[Material for this exercise]
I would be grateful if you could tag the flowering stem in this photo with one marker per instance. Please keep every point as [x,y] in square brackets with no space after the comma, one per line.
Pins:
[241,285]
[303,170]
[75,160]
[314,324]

[Task instructions]
Could you copy every line of the items above word for word?

[Solution for this problem]
I would be grateful if you could tag the flowering stem in this photo with one marker per instance. Please keep every point as [x,y] in square brackets with no space after the comma, one per line.
Pins:
[241,285]
[303,170]
[75,160]
[314,324]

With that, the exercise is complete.